** START OF TEXT TO READ **

# Simulation for Inference I — The Bootstrap

6 November 2018

$\newcommand{\Expect}[1]{\mathbb{E}\left[ #1 \right]} \newcommand{\Prob}[1]{\mathbb{P}\left[ #1 \right]} \newcommand{\Probwrt}[2]{\mathbb{P}_{#2}\left( #1 \right)} \newcommand{\Var}[1]{\mathrm{Var}\left[ #1 \right]} \newcommand{\Cov}[1]{\mathrm{Cov}\left[ #1 \right]}$

# In our last episode

• General strategy for simulating
• The Monte Carlo method: replace complicated probability calculations with repeated simulation
• To find $$\Expect{f(Y)}$$, do $$m$$ simulations $$Y_1, Y_2, ldots Y_m$$
• Then $$m^{-1}\sum_{1}^{m}{f(Y_i)} \approx \Expect{f(Y)}$$
• Also works for variances, probabilities, etc.

** END OF TEXT TO READ **

» SHORT TASK
Extend the bootstrap lecture notes above, picking up after the bullet on variances and probabilities.

** START OF RECORDED INFORMATION **

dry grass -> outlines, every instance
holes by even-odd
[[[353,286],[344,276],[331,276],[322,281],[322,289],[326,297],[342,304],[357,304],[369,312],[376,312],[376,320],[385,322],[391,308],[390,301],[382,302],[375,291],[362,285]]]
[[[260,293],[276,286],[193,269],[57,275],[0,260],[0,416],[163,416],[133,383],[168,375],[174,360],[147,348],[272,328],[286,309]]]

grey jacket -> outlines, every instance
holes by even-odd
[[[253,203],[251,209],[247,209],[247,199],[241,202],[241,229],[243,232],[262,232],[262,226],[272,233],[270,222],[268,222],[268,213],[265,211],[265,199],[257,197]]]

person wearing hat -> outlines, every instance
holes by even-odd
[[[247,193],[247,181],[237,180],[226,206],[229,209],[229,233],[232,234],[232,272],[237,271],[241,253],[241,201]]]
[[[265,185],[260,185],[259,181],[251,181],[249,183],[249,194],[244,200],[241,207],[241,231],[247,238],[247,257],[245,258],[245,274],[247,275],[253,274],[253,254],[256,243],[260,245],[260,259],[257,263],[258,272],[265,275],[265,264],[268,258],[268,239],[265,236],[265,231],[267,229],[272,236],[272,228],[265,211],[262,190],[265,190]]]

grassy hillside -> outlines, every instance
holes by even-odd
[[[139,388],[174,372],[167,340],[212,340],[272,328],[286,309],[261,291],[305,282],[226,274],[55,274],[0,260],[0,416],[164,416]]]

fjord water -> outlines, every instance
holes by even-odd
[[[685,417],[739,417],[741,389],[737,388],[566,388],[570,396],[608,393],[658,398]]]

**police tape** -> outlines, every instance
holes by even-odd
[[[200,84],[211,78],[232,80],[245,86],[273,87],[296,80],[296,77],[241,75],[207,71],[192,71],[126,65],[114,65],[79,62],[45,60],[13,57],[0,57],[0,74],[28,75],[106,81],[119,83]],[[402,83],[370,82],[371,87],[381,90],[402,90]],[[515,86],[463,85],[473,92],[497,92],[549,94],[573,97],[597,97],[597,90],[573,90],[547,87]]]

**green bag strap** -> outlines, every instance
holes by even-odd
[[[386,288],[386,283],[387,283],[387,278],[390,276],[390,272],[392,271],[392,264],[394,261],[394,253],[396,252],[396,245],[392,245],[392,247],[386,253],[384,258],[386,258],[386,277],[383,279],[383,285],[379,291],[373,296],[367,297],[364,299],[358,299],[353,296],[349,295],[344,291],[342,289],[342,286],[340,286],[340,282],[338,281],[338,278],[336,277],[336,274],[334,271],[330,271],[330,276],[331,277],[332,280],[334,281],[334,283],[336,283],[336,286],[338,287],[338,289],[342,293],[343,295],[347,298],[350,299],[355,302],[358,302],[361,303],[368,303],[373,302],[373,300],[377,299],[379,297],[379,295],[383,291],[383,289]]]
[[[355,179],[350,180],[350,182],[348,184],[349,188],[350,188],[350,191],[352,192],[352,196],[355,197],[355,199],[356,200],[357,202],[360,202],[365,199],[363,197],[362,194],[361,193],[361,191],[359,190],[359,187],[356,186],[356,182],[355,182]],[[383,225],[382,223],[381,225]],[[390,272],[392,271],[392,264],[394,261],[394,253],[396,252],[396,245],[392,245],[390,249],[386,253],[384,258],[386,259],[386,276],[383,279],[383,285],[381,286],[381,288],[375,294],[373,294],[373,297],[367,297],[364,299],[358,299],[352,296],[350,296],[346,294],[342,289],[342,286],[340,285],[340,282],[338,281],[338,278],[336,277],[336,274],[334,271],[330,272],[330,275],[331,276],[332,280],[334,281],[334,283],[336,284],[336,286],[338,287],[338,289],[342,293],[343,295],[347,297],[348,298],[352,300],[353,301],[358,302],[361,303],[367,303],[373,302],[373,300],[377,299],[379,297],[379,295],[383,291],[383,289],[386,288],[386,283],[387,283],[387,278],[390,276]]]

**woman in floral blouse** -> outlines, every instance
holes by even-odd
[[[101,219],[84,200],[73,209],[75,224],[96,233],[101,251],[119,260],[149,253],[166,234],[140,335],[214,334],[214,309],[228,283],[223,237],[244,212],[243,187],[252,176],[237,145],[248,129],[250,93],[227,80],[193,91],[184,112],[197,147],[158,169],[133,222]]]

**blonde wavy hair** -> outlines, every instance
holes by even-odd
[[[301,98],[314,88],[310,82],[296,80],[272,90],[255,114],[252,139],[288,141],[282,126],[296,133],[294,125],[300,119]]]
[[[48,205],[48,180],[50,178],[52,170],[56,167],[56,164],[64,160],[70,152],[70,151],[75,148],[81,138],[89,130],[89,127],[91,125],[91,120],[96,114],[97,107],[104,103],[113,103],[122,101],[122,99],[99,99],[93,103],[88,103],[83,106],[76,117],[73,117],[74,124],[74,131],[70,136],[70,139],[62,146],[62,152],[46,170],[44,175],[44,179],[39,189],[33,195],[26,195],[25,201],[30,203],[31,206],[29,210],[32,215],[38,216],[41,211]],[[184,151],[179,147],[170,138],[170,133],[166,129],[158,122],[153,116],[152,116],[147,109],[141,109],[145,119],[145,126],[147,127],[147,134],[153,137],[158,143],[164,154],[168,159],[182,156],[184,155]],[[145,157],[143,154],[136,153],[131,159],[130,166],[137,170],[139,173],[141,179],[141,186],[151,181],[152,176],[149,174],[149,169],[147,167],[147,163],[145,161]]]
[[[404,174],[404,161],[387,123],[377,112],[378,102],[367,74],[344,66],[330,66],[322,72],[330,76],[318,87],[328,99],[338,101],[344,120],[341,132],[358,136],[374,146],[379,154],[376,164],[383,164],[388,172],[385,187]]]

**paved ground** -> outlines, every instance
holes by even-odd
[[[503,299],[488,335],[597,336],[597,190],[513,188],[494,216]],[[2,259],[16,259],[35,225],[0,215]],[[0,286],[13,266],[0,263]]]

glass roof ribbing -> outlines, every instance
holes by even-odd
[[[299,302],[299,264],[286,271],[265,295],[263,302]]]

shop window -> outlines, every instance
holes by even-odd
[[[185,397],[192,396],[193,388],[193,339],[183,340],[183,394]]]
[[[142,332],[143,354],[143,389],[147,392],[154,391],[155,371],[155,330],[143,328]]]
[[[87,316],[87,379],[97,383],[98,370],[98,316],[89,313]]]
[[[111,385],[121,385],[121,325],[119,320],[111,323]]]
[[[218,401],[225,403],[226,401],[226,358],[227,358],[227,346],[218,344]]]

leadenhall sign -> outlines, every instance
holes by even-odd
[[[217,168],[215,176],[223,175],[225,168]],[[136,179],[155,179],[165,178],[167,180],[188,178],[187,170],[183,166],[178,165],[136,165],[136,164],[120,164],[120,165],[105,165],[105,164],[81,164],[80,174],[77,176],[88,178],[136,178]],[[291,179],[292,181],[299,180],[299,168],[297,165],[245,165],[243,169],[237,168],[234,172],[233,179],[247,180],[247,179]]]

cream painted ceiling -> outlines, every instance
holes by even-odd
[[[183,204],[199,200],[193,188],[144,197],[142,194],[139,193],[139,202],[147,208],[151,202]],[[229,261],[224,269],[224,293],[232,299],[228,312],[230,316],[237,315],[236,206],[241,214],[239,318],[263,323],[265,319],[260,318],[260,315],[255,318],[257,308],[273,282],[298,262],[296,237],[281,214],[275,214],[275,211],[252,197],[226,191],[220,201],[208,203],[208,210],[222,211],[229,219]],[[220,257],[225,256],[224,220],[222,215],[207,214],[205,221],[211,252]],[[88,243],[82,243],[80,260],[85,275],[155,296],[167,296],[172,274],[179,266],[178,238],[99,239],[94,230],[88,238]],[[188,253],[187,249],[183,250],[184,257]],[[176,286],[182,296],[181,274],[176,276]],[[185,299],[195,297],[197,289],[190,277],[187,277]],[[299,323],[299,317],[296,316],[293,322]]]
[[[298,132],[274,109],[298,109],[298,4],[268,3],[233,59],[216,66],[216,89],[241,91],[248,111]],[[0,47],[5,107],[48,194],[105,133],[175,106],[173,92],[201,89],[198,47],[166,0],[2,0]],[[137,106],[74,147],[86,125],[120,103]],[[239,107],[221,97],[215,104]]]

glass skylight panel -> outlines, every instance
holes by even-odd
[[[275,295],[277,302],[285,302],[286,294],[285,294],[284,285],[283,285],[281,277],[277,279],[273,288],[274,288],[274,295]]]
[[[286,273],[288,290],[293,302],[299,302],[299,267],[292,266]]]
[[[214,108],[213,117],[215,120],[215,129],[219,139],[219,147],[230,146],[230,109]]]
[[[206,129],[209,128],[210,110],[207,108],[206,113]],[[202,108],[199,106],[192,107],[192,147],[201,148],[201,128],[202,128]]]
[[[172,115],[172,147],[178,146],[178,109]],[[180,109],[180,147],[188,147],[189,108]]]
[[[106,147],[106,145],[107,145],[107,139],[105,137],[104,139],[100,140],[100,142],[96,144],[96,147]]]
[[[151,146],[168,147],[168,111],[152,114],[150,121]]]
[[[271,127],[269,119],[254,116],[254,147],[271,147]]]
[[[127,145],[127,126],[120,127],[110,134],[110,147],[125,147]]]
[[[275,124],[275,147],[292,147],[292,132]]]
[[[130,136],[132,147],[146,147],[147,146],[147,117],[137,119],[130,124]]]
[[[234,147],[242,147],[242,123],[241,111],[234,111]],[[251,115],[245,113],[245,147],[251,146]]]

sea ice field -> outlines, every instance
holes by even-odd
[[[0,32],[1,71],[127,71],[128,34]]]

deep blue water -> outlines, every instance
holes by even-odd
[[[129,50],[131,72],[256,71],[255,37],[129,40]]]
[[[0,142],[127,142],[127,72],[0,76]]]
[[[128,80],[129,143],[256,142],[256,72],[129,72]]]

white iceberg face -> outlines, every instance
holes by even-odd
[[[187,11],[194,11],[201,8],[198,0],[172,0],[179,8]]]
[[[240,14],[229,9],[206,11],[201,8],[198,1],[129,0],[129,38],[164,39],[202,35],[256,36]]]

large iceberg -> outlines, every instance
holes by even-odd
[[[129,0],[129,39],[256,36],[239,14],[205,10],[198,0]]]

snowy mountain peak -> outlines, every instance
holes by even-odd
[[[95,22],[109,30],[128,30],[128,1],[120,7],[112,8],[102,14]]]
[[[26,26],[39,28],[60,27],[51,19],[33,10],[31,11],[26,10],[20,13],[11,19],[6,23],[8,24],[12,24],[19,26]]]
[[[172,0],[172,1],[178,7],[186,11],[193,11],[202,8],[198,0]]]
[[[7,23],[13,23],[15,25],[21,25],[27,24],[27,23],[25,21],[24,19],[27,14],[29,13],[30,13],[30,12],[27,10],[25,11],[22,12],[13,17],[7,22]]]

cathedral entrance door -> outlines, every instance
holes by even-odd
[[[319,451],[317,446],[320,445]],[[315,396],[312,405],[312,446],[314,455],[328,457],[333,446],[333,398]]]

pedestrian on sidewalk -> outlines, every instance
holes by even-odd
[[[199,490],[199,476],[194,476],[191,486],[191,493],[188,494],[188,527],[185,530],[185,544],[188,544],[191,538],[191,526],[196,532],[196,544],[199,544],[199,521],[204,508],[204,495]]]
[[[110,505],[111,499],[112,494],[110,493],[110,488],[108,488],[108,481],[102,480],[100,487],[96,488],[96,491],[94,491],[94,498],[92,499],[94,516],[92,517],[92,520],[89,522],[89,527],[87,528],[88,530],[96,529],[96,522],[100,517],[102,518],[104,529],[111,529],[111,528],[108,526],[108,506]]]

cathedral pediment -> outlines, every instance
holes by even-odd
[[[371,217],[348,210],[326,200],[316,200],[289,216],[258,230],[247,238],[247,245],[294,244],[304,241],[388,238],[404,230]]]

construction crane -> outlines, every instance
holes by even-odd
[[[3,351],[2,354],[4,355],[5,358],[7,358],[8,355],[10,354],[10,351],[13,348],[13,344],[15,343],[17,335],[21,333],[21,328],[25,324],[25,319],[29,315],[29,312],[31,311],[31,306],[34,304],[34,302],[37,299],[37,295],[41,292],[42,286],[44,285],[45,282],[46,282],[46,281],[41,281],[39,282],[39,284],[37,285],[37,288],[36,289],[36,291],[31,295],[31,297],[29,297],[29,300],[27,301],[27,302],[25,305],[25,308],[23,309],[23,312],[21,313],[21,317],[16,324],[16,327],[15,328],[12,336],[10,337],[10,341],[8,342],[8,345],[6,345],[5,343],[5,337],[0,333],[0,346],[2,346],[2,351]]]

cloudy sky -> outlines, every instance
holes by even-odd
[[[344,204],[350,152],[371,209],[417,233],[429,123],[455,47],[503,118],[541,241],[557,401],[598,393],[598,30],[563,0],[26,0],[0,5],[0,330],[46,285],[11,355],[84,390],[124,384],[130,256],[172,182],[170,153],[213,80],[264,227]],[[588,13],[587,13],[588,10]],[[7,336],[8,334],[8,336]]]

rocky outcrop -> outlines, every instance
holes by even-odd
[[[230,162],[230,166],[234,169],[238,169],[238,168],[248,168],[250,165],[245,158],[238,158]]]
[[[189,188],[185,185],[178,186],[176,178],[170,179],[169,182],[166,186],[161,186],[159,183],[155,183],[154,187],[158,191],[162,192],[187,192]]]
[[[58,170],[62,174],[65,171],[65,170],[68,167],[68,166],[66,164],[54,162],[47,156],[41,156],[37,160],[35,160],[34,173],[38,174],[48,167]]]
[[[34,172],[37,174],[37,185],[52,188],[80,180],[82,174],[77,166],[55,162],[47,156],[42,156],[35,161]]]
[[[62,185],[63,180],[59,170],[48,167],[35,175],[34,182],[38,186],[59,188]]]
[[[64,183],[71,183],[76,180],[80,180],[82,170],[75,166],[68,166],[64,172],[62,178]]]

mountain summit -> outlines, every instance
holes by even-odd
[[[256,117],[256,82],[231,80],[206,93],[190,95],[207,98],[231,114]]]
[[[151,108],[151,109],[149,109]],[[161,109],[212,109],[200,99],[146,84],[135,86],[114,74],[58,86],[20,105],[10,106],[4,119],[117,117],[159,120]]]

** END OF RECORDED INFORMATION **

» OUTPUT
# Agenda

• The sampling distribution of a statistic tells us about statistical uncertainty (standard errors, biases, confidence sets)
• The bootstrap principle: approximate the sampling distribution by simulating from a good model, and treating the simulation run just like the data
• Sometimes we simulate from the model we’re estimating (model-based or “parametric” bootstrap)
• Sometimes we simulate by re-sampling the original data (resampling or “nonparametric” bootstrap)
• Stronger assumptions $$\Rightarrow$$ less uncertainty if we’re right

# Statistical Uncertainty

• Re-run the experiment (survey, census, …) and get different data

• $$\therefore$$ everything we calculate from data (estimates, test statistics, policies, …) will change from trial to trial as well

• This variability is (the source of) statistical uncertainty

• Quantifying this is a way to be honest about what we actually know

# Measures of Uncertainty

• Standard error = standard deviation of an estimator
• (could equally well use median absolute deviation, etc.)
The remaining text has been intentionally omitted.